▶ [Aim 1] According to the passage on hate crimes in Washington, D.C., how many crimes in the District in 2018 targeted people for their sexual orientation?
▶ [Aim 2] Continue the passage on hate crimes in Washington, D.C., beginning right after its final sentence.

▶ [Supplied passage]
Within a thousand feet radius of the Franklin D. Reeves Municipal Center on 14th Street NW, nine bias-related crimes have taken place since 2012. They range from threats to assault with a deadly weapon, targeting people for their race, gender identity and sexual orientation. Once a month, this is where the DC Anti-Violence Project meets to combat Washington D.C.’s burgeoning problem with hate crimes.
Data from Metropolitan Police Department shows that 14th Street NW is a hub for hate crimes in the city. Mapped, this data reveals the extent of discrimination on our streets. On a street level, pins with details of the crimes litter most street corners in heavily trafficked areas, and zoomed out, the pins nearly fill in the shape of the District.
MPD released their latest data on bias-related crimes in Washington in June, revealing a continuation of a trend beginning in 2015. In 2018, the number of hate crimes in the District reached a new crest, with 60 crimes committed against people for their sexual orientation, 49 for their ethnicity/national origin and 39 for their race. Based on the June data, 2019 is on track to meet or exceed those numbers.

▶ [Record set]
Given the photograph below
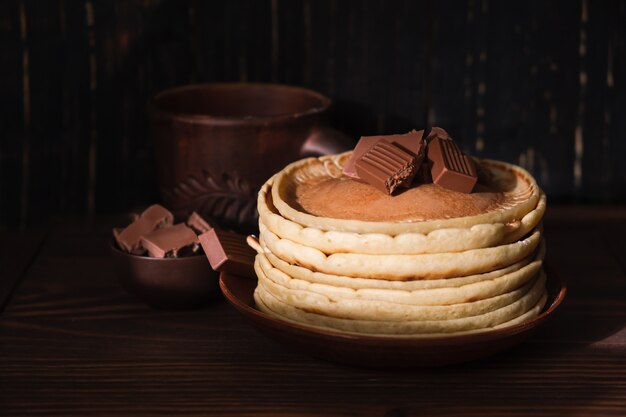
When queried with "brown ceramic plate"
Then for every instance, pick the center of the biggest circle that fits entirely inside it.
(386, 352)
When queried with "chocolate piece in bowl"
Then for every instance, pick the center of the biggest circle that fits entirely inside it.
(228, 252)
(386, 167)
(197, 223)
(451, 168)
(170, 242)
(408, 142)
(152, 218)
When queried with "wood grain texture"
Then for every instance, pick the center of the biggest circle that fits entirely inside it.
(73, 343)
(542, 84)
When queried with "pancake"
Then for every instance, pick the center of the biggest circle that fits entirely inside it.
(532, 302)
(441, 240)
(489, 287)
(401, 267)
(314, 193)
(337, 253)
(358, 283)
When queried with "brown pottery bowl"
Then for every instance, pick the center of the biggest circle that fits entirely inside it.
(166, 283)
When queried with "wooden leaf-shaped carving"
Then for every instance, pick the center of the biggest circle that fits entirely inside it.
(228, 200)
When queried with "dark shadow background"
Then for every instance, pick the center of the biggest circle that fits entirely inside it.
(539, 83)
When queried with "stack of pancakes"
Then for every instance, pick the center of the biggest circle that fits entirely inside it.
(338, 253)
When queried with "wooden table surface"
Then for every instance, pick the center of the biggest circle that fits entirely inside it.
(73, 343)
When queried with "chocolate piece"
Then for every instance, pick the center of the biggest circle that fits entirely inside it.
(197, 223)
(386, 166)
(152, 218)
(229, 252)
(169, 241)
(451, 168)
(408, 142)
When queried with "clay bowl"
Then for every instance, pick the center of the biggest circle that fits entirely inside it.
(166, 283)
(386, 352)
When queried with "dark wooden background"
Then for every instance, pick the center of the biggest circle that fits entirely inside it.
(539, 83)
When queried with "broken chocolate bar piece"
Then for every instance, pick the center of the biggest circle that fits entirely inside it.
(152, 218)
(386, 166)
(451, 168)
(228, 252)
(408, 142)
(168, 242)
(197, 223)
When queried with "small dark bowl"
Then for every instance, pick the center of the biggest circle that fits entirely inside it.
(166, 283)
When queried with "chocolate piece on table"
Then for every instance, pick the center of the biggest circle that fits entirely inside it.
(451, 168)
(152, 218)
(409, 142)
(228, 252)
(169, 241)
(386, 166)
(197, 223)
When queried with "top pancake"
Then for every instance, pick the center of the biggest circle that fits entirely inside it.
(315, 193)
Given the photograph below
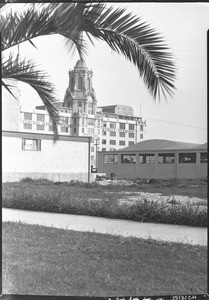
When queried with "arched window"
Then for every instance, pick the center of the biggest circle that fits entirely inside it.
(72, 83)
(80, 83)
(88, 83)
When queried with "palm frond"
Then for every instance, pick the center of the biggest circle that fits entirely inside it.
(139, 43)
(27, 72)
(54, 18)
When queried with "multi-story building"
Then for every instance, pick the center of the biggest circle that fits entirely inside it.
(111, 127)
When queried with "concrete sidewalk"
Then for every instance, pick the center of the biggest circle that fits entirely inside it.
(164, 232)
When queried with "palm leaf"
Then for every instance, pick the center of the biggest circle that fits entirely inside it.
(139, 43)
(26, 71)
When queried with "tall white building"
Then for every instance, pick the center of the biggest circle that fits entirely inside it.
(111, 127)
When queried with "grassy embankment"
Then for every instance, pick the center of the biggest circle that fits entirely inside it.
(104, 201)
(48, 261)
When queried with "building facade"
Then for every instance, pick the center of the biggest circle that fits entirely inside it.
(159, 159)
(36, 155)
(110, 127)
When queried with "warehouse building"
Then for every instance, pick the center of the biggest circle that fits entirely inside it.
(155, 158)
(110, 127)
(36, 156)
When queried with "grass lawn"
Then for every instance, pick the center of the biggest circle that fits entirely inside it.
(104, 201)
(46, 261)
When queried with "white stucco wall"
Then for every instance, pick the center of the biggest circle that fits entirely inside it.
(61, 161)
(10, 106)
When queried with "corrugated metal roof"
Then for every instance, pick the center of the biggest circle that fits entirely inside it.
(155, 144)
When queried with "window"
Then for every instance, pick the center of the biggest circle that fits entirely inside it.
(204, 157)
(122, 126)
(31, 145)
(27, 126)
(63, 120)
(112, 133)
(112, 125)
(90, 131)
(39, 127)
(80, 83)
(72, 83)
(166, 158)
(88, 83)
(40, 117)
(147, 159)
(110, 158)
(128, 158)
(187, 158)
(27, 116)
(64, 129)
(131, 134)
(90, 121)
(131, 126)
(122, 134)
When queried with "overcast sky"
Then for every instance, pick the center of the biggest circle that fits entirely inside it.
(115, 81)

▶ [Exercise result 1] 60

▶ [Exercise result 2]
The National Coalition of Anti-Violence Programs, a national group bringing together local organizations aimed at reducing violence towards the LGBTQ+ community, recognizes the need for more prevention programs for marginalized groups. In their recent report “Why It Matters,” they explain the importance of violence prevention programs for the LGBTQ+ community: “Few national violence prevention or intervention organizations highlight the needs of LGBTQ victims and, while some federal agencies include LGBTQ populations among their concerns, federal laws do not recognize LGBTQ relationships or families.”
In Washington, local organizations are connecting with law enforcement and the community as a whole to stay ahead of hate. Lt. Brett Parsons, Commanding Officer of MPD’s Special Liaison Units, has been with MPD since the early 1990s. He oversees the police units who work closely with marginalized groups in the city, including the Asian-American, Deaf and Hard of Hearing, LGBTQ+ and Latinx communities.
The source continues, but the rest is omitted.